Pointing dataset records:

* start *

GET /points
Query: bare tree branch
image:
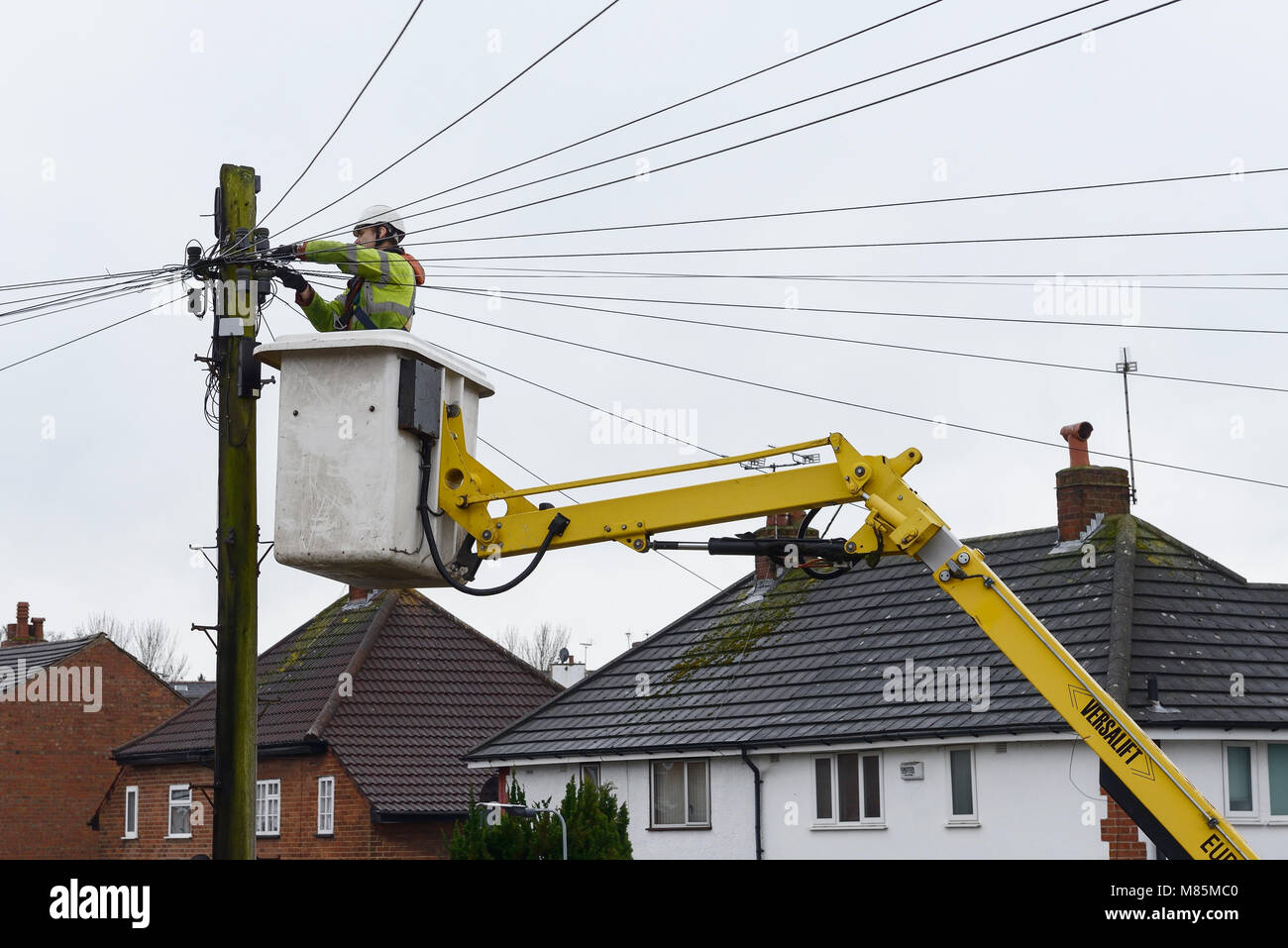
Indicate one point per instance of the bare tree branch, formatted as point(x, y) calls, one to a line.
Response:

* end *

**EXERCISE AIM:** Turn the records above into a numbered list with one line per item, dropping any blank lines and leaving out the picture.

**FULL RESPONSE:**
1. GET /points
2. Query: bare tree branch
3. image:
4. Indicate one point per instance of the bare tree branch, formatted as point(x, y) calls, one to a line.
5. Response:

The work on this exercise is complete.